**Objective:** Repeat each entry exactly and drop the pictures.

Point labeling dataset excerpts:
-------------------------

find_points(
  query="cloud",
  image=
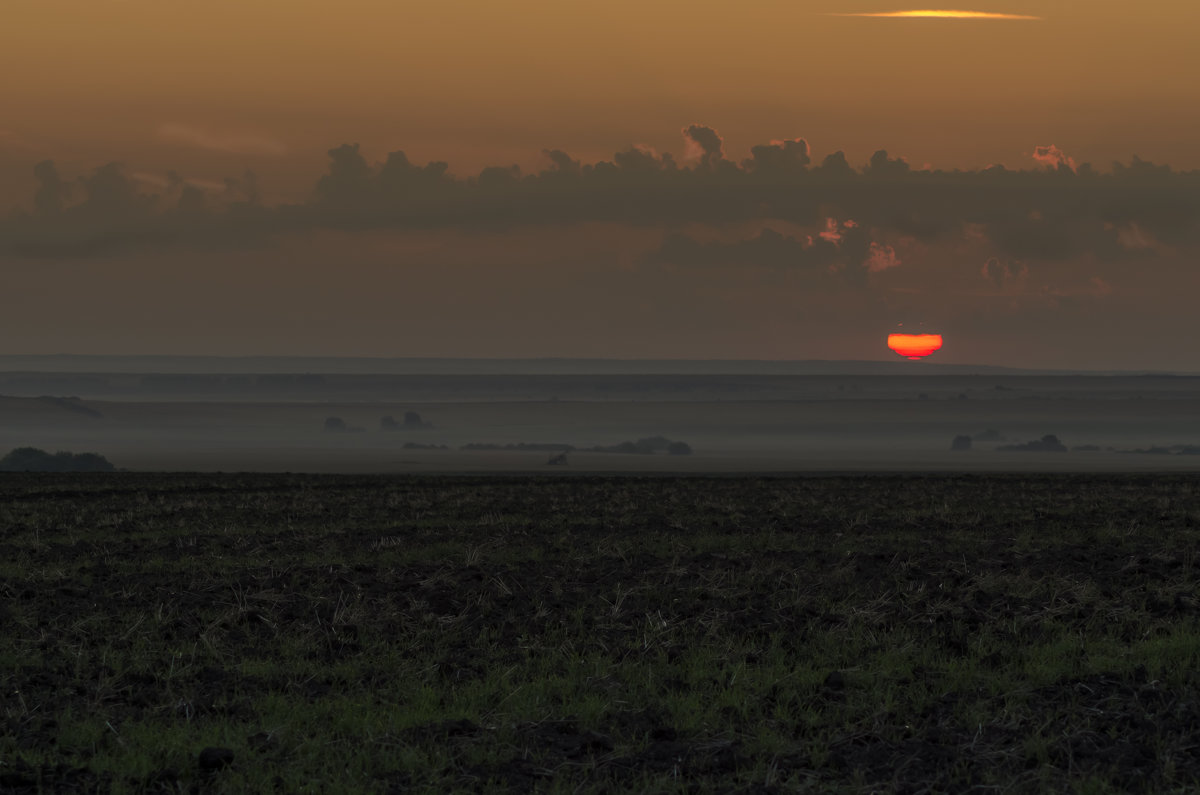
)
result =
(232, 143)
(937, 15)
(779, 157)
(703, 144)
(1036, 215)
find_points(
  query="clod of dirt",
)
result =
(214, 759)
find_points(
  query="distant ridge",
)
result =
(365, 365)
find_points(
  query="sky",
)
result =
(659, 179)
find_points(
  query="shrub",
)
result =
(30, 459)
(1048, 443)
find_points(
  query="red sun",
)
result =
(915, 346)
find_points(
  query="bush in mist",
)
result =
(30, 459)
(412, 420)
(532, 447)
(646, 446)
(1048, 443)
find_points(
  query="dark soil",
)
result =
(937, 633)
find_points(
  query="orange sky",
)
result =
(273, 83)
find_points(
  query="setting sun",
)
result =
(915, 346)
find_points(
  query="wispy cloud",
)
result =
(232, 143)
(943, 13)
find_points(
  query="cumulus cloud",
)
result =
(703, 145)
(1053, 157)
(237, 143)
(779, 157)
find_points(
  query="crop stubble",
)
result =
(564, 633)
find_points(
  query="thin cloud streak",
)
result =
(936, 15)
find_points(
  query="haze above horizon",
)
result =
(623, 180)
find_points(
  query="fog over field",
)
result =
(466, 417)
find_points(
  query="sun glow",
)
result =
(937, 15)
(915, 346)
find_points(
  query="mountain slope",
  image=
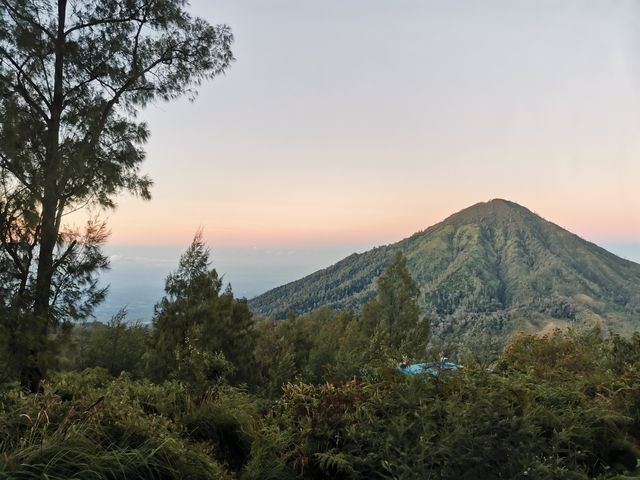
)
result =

-------------------------

**Correct answer:**
find_points(
  query="cloud",
  image=
)
result =
(232, 143)
(937, 15)
(779, 157)
(703, 144)
(1036, 215)
find_points(
  query="clod of dirt",
)
result =
(214, 759)
find_points(
  query="distant ridge",
)
result =
(365, 365)
find_points(
  query="sky",
)
result =
(659, 179)
find_points(
  query="shrub",
)
result =
(30, 459)
(1048, 443)
find_points(
  query="red sun",
)
result =
(915, 346)
find_points(
  query="bush in mist",
)
result =
(30, 459)
(412, 420)
(532, 447)
(646, 446)
(1048, 443)
find_points(
  query="dark soil",
)
result =
(937, 633)
find_points(
  query="orange sky",
)
result =
(273, 83)
find_points(
  query="setting sun",
)
result =
(915, 346)
find_points(
  query="wispy cloud",
)
result =
(232, 143)
(943, 13)
find_points(
  query="cumulus cloud",
)
result =
(703, 145)
(1053, 157)
(237, 143)
(779, 157)
find_points(
  query="crop stubble",
)
result =
(564, 633)
find_points(
  query="thin cloud streak",
)
result =
(936, 15)
find_points(
  query="haze above horizon",
)
result =
(623, 180)
find_points(
  query="fog over field",
)
result =
(466, 417)
find_points(
  query="sun glow",
)
result =
(937, 15)
(915, 346)
find_points(
  query="mountain slope",
  image=
)
result =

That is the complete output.